— Exercise objective —
Everything from the first line of the material below through the line containing "object | tree bark" must be retyped exactly, and nothing past it.

[Entries provided Boundary: Start]

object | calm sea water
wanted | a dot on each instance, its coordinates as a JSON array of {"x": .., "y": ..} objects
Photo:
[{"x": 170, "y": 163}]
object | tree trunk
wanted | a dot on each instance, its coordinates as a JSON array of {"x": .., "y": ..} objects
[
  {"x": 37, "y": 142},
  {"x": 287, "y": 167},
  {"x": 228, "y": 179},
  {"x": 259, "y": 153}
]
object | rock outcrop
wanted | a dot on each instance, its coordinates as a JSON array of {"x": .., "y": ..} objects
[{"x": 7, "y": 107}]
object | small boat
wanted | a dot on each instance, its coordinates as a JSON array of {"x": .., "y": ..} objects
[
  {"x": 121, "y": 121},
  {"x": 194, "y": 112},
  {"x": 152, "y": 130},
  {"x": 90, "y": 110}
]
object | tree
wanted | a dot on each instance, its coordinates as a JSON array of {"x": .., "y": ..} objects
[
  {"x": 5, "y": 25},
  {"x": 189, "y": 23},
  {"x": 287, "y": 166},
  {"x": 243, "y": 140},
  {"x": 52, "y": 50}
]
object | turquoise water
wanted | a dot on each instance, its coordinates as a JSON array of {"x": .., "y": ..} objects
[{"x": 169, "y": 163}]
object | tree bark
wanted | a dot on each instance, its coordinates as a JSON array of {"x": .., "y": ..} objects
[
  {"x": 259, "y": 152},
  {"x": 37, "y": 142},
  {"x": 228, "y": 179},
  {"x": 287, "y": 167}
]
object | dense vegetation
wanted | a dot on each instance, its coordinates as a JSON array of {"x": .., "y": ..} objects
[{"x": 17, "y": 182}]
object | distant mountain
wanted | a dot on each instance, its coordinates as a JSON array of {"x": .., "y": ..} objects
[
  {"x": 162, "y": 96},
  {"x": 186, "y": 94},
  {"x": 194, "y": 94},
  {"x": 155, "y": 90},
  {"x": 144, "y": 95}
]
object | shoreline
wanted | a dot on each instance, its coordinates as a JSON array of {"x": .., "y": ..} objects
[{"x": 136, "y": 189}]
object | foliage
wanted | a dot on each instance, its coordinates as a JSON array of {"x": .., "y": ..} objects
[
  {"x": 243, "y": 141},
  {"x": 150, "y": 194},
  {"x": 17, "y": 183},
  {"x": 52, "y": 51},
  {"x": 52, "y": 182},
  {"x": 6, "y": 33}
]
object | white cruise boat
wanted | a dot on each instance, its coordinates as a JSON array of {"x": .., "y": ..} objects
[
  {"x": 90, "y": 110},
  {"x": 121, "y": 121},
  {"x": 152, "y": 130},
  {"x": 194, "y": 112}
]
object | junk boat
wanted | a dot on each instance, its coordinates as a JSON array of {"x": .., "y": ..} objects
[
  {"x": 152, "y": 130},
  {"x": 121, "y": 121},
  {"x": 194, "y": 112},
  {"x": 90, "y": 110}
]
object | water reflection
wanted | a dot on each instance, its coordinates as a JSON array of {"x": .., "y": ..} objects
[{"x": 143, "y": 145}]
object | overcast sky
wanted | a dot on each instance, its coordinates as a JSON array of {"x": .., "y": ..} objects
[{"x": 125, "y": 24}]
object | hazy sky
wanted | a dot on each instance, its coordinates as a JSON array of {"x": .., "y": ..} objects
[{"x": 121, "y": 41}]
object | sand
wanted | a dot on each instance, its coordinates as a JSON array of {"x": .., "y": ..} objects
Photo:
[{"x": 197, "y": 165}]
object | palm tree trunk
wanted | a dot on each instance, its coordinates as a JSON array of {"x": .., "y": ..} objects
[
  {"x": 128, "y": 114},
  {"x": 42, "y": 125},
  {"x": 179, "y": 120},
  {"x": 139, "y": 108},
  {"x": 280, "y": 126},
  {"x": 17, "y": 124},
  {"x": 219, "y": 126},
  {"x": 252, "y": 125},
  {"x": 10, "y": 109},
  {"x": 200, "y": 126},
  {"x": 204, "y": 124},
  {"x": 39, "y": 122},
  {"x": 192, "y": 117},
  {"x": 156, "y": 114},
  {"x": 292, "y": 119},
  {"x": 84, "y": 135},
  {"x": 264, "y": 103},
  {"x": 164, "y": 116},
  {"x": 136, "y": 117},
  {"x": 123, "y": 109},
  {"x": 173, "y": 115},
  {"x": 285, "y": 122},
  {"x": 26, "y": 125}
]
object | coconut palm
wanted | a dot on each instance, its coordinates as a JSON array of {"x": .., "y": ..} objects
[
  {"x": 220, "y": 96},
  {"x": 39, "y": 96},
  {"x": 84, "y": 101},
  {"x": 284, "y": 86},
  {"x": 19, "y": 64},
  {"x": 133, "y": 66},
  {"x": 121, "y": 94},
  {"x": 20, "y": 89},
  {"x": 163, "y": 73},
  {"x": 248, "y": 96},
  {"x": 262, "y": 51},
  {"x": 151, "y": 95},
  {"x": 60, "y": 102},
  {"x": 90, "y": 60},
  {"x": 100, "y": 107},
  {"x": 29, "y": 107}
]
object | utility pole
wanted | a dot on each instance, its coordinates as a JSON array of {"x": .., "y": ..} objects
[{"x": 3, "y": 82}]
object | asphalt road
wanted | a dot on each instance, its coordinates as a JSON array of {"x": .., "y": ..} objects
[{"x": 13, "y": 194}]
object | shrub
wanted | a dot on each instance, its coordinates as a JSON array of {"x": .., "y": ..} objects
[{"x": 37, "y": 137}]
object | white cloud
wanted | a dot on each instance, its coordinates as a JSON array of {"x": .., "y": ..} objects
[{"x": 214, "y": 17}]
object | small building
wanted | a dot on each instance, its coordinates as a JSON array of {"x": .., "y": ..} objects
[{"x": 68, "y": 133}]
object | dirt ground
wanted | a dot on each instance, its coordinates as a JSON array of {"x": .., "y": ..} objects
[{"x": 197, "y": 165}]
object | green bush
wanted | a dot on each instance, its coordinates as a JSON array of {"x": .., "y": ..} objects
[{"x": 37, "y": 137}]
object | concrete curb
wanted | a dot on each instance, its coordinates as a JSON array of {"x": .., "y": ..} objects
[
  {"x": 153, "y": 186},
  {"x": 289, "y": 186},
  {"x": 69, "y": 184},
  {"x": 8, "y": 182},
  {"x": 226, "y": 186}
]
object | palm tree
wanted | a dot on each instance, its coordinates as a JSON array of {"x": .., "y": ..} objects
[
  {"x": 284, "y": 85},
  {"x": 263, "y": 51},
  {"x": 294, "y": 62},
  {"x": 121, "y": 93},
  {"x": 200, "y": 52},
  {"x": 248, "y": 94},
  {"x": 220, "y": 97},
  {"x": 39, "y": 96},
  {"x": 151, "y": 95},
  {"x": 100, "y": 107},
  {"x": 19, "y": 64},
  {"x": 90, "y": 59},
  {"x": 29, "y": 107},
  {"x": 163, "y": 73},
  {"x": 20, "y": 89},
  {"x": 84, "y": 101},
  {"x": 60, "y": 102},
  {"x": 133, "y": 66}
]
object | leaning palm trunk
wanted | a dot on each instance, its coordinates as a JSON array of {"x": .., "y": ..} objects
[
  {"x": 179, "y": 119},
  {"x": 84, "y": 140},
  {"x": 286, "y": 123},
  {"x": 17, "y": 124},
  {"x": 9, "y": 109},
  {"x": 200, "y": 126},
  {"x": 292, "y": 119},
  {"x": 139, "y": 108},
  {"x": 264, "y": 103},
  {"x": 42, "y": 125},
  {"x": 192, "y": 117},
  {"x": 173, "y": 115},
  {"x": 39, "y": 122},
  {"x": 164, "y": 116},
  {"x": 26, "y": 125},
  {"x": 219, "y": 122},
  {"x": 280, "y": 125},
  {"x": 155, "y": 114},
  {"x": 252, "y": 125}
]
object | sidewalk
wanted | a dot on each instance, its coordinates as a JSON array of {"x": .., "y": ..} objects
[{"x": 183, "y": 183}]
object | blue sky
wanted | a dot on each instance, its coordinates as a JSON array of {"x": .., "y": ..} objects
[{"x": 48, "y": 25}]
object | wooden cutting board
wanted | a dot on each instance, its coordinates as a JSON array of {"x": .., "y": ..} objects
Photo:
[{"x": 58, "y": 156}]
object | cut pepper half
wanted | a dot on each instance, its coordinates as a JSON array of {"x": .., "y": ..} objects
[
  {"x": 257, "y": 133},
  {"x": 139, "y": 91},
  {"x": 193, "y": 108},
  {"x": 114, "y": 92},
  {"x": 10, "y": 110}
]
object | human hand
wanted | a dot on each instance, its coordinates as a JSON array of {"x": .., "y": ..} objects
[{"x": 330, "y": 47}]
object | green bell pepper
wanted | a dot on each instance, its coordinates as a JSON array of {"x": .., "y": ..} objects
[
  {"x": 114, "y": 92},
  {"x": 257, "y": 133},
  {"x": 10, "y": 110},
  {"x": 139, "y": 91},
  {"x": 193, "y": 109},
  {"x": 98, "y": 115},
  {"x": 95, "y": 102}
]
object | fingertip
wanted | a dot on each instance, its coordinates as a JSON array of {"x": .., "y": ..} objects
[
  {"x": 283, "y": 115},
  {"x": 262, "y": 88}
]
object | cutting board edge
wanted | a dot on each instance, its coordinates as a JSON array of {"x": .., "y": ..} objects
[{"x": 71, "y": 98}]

[Entries provided Boundary: End]

— Worked solution —
object | calm sea water
wanted | a dot on each instance, its coordinates as a JSON array of {"x": .., "y": ..} objects
Photo:
[{"x": 170, "y": 163}]
object | tree trunk
wanted | a dot on each instance, its coordinates as a JSON array of {"x": .., "y": ..} objects
[
  {"x": 37, "y": 142},
  {"x": 287, "y": 167},
  {"x": 228, "y": 179},
  {"x": 259, "y": 153}
]
object | rock outcrop
wanted | a dot on each instance, its coordinates as a JSON array of {"x": .., "y": ..} objects
[{"x": 7, "y": 107}]
object | small boat
wanted | a dot on each instance, its coordinates as a JSON array of {"x": .., "y": ..} objects
[
  {"x": 121, "y": 121},
  {"x": 194, "y": 112},
  {"x": 152, "y": 130},
  {"x": 90, "y": 110}
]
object | tree
wanted | a dot on each instance, its coordinates as a JSON array of {"x": .., "y": ..} objects
[
  {"x": 5, "y": 25},
  {"x": 189, "y": 23},
  {"x": 287, "y": 166},
  {"x": 243, "y": 140},
  {"x": 52, "y": 50}
]
object | turquoise water
wanted | a dot on each instance, its coordinates as a JSON array of {"x": .., "y": ..} objects
[{"x": 169, "y": 163}]
object | tree bark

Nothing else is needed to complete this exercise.